What you will do: Lay out every line of the following material as a Markdown table with the columns Row and Line, numbering the rows and omitting blank lines.

Recorded data:
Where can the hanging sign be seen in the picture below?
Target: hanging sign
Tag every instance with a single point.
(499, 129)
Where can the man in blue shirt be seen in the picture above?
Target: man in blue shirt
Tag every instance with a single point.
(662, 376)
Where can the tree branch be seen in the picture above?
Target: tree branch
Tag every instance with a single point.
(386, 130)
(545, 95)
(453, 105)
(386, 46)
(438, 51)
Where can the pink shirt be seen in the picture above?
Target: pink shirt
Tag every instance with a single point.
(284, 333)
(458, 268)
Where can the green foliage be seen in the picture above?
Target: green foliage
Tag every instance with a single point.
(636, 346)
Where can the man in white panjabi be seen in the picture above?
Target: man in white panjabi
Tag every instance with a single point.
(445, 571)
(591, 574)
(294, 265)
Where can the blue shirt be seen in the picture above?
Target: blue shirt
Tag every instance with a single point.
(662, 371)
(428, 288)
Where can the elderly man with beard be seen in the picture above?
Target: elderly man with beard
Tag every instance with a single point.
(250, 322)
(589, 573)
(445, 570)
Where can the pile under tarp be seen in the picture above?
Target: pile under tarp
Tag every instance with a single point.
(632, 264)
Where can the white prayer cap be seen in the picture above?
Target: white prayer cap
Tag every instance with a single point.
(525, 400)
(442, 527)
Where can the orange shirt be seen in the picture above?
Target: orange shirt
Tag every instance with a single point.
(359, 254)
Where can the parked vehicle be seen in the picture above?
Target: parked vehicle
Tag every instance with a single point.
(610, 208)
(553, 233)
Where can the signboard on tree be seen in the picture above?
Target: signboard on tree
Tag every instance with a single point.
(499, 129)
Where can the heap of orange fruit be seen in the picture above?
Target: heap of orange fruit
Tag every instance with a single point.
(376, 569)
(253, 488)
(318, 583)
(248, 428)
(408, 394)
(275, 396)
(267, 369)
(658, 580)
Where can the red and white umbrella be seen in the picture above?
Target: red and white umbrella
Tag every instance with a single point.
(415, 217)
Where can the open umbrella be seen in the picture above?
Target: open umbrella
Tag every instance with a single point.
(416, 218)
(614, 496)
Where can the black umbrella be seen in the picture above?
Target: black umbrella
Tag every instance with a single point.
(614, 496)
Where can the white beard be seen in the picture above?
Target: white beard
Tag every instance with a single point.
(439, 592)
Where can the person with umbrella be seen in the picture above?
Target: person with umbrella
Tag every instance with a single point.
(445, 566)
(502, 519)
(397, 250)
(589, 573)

Result for this exercise:
| Row | Line |
|---|---|
| 1 | Where can the hanging sign be seen in the picture below? |
| 2 | Target: hanging sign |
| 3 | Tag every instance with a single point. |
| 4 | (499, 129) |
| 5 | Where can the man in blue shirt be seen in the picture above? |
| 6 | Target: man in blue shirt |
| 7 | Tag every instance with a single point. |
| 8 | (662, 376) |
| 9 | Where can the tree branch be seen in the picture above? |
| 10 | Target: tree branch |
| 11 | Tag every instance with a single point. |
| 12 | (386, 130) |
| 13 | (545, 95) |
| 14 | (453, 105) |
| 15 | (386, 46) |
| 16 | (438, 51) |
| 17 | Where can the pink shirt be seen in the picture above? |
| 18 | Target: pink shirt |
| 19 | Tag every instance with a single point. |
| 20 | (284, 333) |
| 21 | (458, 268) |
| 22 | Where can the green foliage be seen in the picture above? |
| 23 | Target: green foliage |
| 24 | Tag every instance with a single point. |
| 25 | (636, 346) |
| 26 | Where can the man in white panjabi be seen in the picture above? |
| 27 | Target: man in white panjabi |
| 28 | Tag every instance with a single point. |
| 29 | (445, 571) |
| 30 | (591, 574) |
| 31 | (294, 265) |
| 32 | Where can the blue shirt be seen in the picture above? |
| 33 | Target: blue shirt |
| 34 | Tag every instance with a single point. |
| 35 | (662, 371) |
| 36 | (428, 288) |
| 37 | Where can the elderly man with beard be seen in the picture above? |
| 38 | Target: elderly man with beard |
| 39 | Tag every instance with a single point. |
| 40 | (250, 322) |
| 41 | (589, 573) |
| 42 | (445, 570) |
| 43 | Where can the pile under tarp be seen in the picture above? |
| 44 | Target: pile under tarp |
| 45 | Tag every instance with a single point. |
| 46 | (632, 264) |
| 47 | Where can the white prayer cap be seen in the picture above? |
| 48 | Target: white prayer cap |
| 49 | Tag every instance with a single point. |
| 50 | (525, 400) |
| 51 | (442, 527) |
| 52 | Where can the orange shirt be seen in the picture above? |
| 53 | Target: orange shirt |
| 54 | Tag every instance with a single point. |
| 55 | (359, 254) |
| 56 | Where can the parked vehicle be seen in the picture above? |
| 57 | Target: parked vehicle |
| 58 | Tag every instance with a single point. |
| 59 | (610, 208) |
| 60 | (553, 233) |
| 61 | Where can the signboard on tree be seen in the picture above? |
| 62 | Target: signboard on tree |
| 63 | Tag every instance with a single point. |
| 64 | (499, 129) |
| 65 | Where can the heap of orange fruit be seen in the picture above? |
| 66 | Target: heap of orange fruit |
| 67 | Tag every instance with a single point. |
| 68 | (376, 569) |
| 69 | (253, 488) |
| 70 | (318, 583) |
| 71 | (248, 428) |
| 72 | (408, 394) |
| 73 | (275, 396) |
| 74 | (267, 369) |
| 75 | (658, 580) |
| 76 | Where can the red and white umbrella be seen in the picture above? |
| 77 | Target: red and white umbrella |
| 78 | Tag every instance with a single point. |
| 79 | (415, 217) |
| 80 | Where can the open umbrella be seen in the picture above? |
| 81 | Target: open umbrella |
| 82 | Tag every instance with a single point. |
| 83 | (416, 218) |
| 84 | (614, 496) |
| 85 | Where can the black umbrella be seen in the picture above? |
| 86 | Target: black umbrella |
| 87 | Tag every instance with a single point. |
| 88 | (614, 496) |
| 89 | Where can the white beard be seen in the picture above? |
| 90 | Target: white beard |
| 91 | Tag every instance with a single point. |
| 92 | (439, 592) |
| 93 | Where can the person with umbrella be seen in the picture above? |
| 94 | Target: person with umbrella |
| 95 | Tag every instance with a single point. |
| 96 | (445, 566) |
| 97 | (502, 519) |
| 98 | (397, 250) |
| 99 | (589, 573) |